◆ **YOUR TASKS**:
**A.** Using the article on migrant workers' unpaid wages, decide whether each statement agrees with it. Answer yes or no, and quote the words of the article that settle it. (i) Beijing's construction committee set January 15 as the deadline for paying the wages in full. (ii) The Sichuan hotline for migrant workers opened on January 1. (iii) Catering companies are the largest source of payment default.
**B.** Retype, word for word, the part of the article on migrant workers' unpaid wages that opens with the words containing "According to statistics" and closes with "yuan (US$12 billion).".

--- START OF EXCERPT PROVIDED ---

The Beijing municipal construction committee has ordered all construction companies in the city to pay migrant workers their 2003 defaulted salaries before Spring Festival, or the traditional Chinese New Year, which falls on January 22.

"The wages must be paid 100 percent by January 15, otherwise I, as representative of all 850,000 migrant workers in Beijing, will not give up fighting," said Liu Yongfu, director of the construction committee.

In Sichuan Province, more than 300 telephone calls from migrant workers complaining about their employers having defaulted payments have been answered since a hotline was opened on December 1, according to the provincial Labor and Social Security Bureau.

The Henan provincial government has announced its step-by-step plan, stating that no more new debts should be created from January 1 next year, while 50 percent of former debts should be paid by the end of next year. It said all debts must be cleared out by 2006.

Migrant workers from all over the country are often used in construction projects, with the promise of payment by the end of the year. But it has been a common practice for the promises to go unfulfilled or to only be partially honored.

In Beijing, for example, about 3 billion yuan for such cases is still unpaid, as a result of delayed payment to the construction contractors, accounting for 20 percent of the total payment.

Eleven enterprises which failed to pay for construction projects to the contractors were exposed to the public and punished, the municipal construction committee announced on Friday.

These enterprises will not be granted licenses for new projects, and their negative records will be exposed to the banks.

In Beijing, 1.26 billion yuan (US$153 million) has been transferred directly to those long-waiting hands over the weekend, according to local source.

"I finally retrieved my payment, which was four months in arrears," said Tian Shirong in a trembling voice while holding his defaulted payment - 2,000 yuan (US$241).

"I can securely spend my new year at home now," said Tian, 29, who hails from Central China's Hubei Province and had been working for a construction company in Beijing's Xuanwu District.

According to statistics from the All-China Federation of Trade Unions, China has 94 million migrant rural laborers, whose employers are in arrears up to 100 billion yuan (US$12 billion).

Over 70 percent of payment default comes from construction enterprises, and the next biggest defaulter is catering companies.

--- END OF EXCERPT PROVIDED ---
--- START OF DATASET SECTION ---

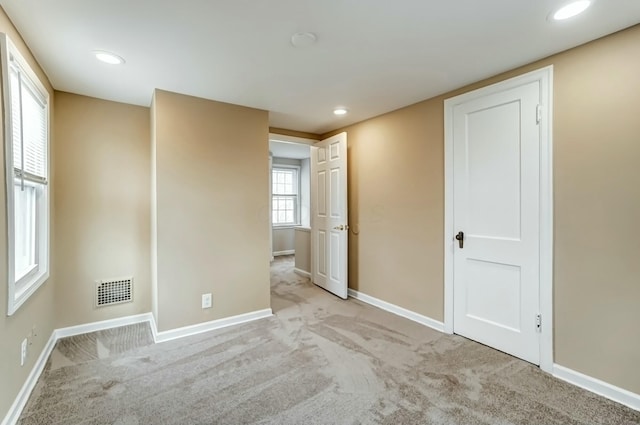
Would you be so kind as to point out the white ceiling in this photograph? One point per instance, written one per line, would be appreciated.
(371, 56)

--- END OF DATASET SECTION ---

◆ **ANSWERS TO THE EXERCISE**:
**A.**
(i) Yes: "The wages must be paid 100 percent by January 15"
(ii) No: "since a hotline was opened on December 1"
(iii) No: "Over 70 percent of payment default comes from construction enterprises, and the next biggest defaulter is catering companies."

**B.**
According to statistics from the All-China Federation of Trade Unions, China has 94 million migrant rural laborers, whose employers are in arrears up to 100 billion yuan (US$12 billion).